:: Directions ::
Switch "thickest part" to "widest part" wherever it occurs in the listing below, and reproduce every line of the listing with nothing else altered.

:: Given entries ::

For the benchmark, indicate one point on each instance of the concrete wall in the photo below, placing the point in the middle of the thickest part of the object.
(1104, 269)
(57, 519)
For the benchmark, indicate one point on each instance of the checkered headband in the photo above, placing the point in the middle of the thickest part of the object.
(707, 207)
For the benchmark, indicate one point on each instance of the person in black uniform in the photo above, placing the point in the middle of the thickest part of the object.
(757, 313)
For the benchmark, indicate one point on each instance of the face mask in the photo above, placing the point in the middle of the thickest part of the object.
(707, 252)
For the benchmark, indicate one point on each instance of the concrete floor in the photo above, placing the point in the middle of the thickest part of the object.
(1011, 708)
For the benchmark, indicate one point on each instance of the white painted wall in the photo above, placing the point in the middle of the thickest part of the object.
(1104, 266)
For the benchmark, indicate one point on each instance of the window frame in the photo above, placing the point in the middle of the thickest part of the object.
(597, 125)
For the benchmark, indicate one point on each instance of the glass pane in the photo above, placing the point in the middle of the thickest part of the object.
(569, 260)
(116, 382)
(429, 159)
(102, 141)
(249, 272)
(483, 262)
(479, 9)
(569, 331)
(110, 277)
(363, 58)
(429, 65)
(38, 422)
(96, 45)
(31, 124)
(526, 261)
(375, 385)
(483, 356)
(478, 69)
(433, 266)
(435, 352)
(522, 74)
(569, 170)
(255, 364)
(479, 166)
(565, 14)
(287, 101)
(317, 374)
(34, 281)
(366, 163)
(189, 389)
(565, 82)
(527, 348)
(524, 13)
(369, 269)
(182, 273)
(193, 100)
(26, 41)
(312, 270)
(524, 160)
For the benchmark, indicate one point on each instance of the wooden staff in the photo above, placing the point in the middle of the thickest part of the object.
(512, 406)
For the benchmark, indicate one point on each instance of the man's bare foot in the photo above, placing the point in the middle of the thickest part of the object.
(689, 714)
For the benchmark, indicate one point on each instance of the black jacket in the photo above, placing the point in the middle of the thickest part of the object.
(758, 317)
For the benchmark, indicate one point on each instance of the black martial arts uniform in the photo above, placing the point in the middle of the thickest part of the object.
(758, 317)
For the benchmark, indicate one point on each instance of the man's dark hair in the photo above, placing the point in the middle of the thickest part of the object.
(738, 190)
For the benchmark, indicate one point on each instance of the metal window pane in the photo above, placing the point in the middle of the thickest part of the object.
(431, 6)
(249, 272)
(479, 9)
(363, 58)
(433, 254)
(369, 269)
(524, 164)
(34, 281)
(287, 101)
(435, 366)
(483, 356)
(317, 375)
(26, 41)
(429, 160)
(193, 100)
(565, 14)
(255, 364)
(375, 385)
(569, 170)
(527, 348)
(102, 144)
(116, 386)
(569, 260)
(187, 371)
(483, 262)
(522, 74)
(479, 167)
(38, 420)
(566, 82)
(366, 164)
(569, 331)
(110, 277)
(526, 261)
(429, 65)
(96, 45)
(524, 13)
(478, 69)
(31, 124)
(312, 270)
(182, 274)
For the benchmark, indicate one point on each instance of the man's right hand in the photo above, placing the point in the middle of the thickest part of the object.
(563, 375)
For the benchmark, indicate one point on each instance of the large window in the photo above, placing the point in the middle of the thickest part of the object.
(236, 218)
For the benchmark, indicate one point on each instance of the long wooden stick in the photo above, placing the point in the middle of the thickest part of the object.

:: Solution for this task ::
For the benchmark, indicate one point on each instance of the concrete wall in the photo below, placing the point in the middle of the widest part of the object.
(1104, 269)
(57, 519)
For the benchmark, indicate one point on each instance of the checkered headband in the photo above, placing the point in the middle of the widest part of the object.
(707, 207)
For the benchmark, indicate one point on each instance of the person in black uniform in the photo above, placing the point in the middle of the widest part of the object.
(757, 313)
For the benchmark, indicate one point on each instance of the face mask in the photo above, placing the point in the middle of the widest part of the object.
(707, 252)
For the benchmark, indicate one point on each instance of the concrete floor in the photo above, placing the point in the middle of the widest part of the object.
(1011, 708)
For the benchmark, indicate one point on each instance of the white painted wall in the photo above, placing the point in the middle of the widest part of the object.
(1104, 266)
For the benchmark, indicate one point on each instance of the window frame in the photo above, placing the point in the middle of the widest part of the object.
(597, 125)
For the benchmark, indicate one point on each instance of the glass pane in the photo above, placing the point in the middle of the widest part of the object.
(569, 260)
(116, 382)
(429, 159)
(102, 141)
(249, 272)
(483, 262)
(479, 9)
(569, 331)
(110, 277)
(363, 58)
(429, 65)
(38, 422)
(96, 45)
(31, 124)
(526, 261)
(375, 385)
(483, 356)
(478, 69)
(433, 266)
(435, 352)
(522, 74)
(569, 170)
(255, 364)
(479, 166)
(565, 14)
(287, 101)
(317, 374)
(34, 281)
(366, 163)
(189, 389)
(565, 82)
(527, 348)
(524, 13)
(369, 269)
(182, 273)
(193, 100)
(26, 41)
(312, 270)
(524, 160)
For the benchmark, indicate one point on each instance of the wooden staff in the photo above, placing the point in the middle of the widest part of the object.
(512, 406)
For the benchmark, indicate one point on each instance of the man's bare foot in the photo above, placing the point in the middle of the widest part of the object.
(689, 714)
For the benchmark, indicate one point on each instance of the black jacket in the photo above, placing the point in the middle of the widest part of the object.
(758, 317)
For the benchmark, indicate one point on each instance of the black martial arts uniform in the photo above, placing the point in the middle of the widest part of the object.
(758, 317)
For the benchmark, indicate one point on each instance of the man's dark hair in the photo above, placing the point in the middle of the widest part of the object.
(738, 190)
For the benchmark, indicate one point on each instance of the metal window pane in the photo above, placing the point in the middle of the widest part of the object.
(431, 6)
(249, 272)
(479, 9)
(363, 58)
(433, 254)
(369, 269)
(524, 164)
(34, 281)
(287, 101)
(435, 366)
(483, 356)
(317, 375)
(26, 41)
(429, 160)
(193, 100)
(565, 14)
(255, 364)
(375, 385)
(569, 170)
(527, 348)
(102, 144)
(116, 386)
(569, 260)
(187, 371)
(483, 262)
(522, 74)
(479, 167)
(38, 420)
(566, 82)
(366, 164)
(569, 331)
(110, 277)
(526, 261)
(429, 65)
(96, 45)
(524, 13)
(478, 69)
(31, 124)
(312, 270)
(182, 274)
For the benchmark, indicate one point on each instance of the man's right hand in the photo above, placing the point in the middle of the widest part of the object.
(563, 375)
For the benchmark, indicate one point on each instance of the large window in the photo above, placing the point in the middle of the widest part of the object.
(236, 218)
For the benchmark, indicate one point on each instance of the long wooden stick in the photo above, placing the point in the middle of the widest part of the object.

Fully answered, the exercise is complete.